Cooling rate optimization for zebrafish sperm cryopreservation using a cryomicroscope coupled with SYBR14/PI dual staining.

The Zebrafish has gained increased popularity as an aquatic model species in various research fields, and its widespread use has led to numerous mutant strains and transgenic lines. This creates the need to store these important genetic materials as frozen gametes. Sperm cryopreservation in zebrafish has been shown to yield very low post-thaw survival and many protocols suffer from great variability and poor reproducibility. The present study was intended to develop a freezing protocol that can be reliably used to cryopreserve zebrafish sperm with high post-thaw survival. In particular, our study focused on cooling protocol optimization with the aid of cryomicroscopy. Specifically, sperm suspended in 8% DMSO or 4% MeOH were first incubated with live/dead fluorescent dyes (SYBR14/PI) and then cooled at various rates from 4°C to different intermediate stopping temperatures such as -10, -20, -30 and -80°C before rewarming to 35°C at the rate of 100°C/min. %PI-positive (dead) cells were monitored throughout the cooling process and this screening yielded an optimal rate of 25°C/min for this initial phase of freezing. We then tested the optimal cooling rate for the second phase of freezing from various intermediate stopping temperatures to -80°C before plunging into liquid nitrogen. Our finding yielded an optimal intermediate stopping temperature of -30°C and an optimal rate of 5°C/min for this second phase of freezing. When we further applied this two-step cooling protocol to the conventional controlled-rate freezer, the average post-thaw motility measured by CASA was 46.8 ± 6.40% across 11 males, indicating high post-thaw survival and consistent results among different individuals. Our study indicates that cryomiscroscopy is a powerful tool to devise the optimal cooling conditions for species with sperm that are very sensitive to cryodamage.

**Problem details**
In the zebrafish sperm freezing text, what cooling rate was found optimal for the first phase of freezing? Answer using only the zebrafish sperm freezing text.

**Record extracts**
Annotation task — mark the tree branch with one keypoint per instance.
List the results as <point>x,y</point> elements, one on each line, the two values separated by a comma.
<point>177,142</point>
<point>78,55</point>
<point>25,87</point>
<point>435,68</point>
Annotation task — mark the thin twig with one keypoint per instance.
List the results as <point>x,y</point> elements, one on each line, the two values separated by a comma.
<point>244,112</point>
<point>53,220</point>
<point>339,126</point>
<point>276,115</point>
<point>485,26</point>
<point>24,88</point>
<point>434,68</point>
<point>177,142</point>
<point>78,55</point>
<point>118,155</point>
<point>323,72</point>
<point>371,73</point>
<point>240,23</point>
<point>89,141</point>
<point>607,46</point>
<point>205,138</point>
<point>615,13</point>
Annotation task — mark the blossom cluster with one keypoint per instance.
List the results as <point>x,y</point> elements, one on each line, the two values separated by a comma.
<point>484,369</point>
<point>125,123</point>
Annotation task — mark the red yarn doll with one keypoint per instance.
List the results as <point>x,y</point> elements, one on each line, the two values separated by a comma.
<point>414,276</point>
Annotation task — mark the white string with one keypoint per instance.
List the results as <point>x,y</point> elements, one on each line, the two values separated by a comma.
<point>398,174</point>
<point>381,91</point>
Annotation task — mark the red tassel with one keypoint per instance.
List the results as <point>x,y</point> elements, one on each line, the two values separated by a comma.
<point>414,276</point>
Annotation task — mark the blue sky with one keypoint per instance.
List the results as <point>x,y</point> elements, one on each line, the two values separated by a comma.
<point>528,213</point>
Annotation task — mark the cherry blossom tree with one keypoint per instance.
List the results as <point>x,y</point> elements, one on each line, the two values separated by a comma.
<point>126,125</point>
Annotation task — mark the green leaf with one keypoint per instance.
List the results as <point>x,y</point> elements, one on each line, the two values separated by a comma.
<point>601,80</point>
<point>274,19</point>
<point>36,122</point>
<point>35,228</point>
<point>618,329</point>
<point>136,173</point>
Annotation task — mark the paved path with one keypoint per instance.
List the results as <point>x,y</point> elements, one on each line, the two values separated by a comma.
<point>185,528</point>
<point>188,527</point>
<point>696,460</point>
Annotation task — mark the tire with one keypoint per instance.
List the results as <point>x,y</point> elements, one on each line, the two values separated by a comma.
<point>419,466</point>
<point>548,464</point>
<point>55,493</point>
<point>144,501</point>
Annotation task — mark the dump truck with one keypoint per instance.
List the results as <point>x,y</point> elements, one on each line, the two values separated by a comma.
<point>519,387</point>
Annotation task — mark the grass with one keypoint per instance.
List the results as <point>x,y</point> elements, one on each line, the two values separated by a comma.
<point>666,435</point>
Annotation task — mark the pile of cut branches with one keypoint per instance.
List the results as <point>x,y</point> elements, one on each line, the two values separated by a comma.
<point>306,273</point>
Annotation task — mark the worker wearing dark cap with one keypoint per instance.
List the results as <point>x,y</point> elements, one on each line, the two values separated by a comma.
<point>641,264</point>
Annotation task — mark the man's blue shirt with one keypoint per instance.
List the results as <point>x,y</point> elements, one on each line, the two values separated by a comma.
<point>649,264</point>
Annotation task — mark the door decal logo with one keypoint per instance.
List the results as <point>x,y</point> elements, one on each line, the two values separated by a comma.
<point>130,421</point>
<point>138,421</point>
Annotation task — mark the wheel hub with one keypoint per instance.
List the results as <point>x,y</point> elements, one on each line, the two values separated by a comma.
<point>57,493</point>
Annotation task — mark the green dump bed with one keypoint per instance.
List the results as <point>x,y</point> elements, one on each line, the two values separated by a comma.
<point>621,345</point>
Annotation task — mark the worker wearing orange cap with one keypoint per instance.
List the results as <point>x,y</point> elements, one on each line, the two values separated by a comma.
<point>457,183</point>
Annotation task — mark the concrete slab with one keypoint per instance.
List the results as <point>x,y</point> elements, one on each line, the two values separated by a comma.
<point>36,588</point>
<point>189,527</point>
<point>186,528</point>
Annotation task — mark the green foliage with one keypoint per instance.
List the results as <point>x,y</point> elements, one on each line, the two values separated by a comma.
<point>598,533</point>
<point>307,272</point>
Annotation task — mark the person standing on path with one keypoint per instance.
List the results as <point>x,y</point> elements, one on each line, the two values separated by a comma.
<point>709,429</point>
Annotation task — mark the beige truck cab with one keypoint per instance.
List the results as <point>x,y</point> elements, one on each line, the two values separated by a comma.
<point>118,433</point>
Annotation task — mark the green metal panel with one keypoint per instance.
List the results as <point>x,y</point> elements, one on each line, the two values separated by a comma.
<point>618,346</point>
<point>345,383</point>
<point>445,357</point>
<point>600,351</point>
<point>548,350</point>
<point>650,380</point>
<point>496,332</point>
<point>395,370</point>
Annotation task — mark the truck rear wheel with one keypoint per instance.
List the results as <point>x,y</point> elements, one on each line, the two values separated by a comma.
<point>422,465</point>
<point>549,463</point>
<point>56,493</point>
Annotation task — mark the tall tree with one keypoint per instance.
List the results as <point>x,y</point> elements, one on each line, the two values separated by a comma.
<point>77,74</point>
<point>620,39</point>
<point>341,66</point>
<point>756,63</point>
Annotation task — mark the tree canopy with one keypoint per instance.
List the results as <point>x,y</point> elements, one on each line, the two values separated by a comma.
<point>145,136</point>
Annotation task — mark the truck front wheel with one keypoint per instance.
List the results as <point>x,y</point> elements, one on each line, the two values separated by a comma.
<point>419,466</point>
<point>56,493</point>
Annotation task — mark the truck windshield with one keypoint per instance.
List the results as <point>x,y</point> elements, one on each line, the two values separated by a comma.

**Task response**
25°C/min.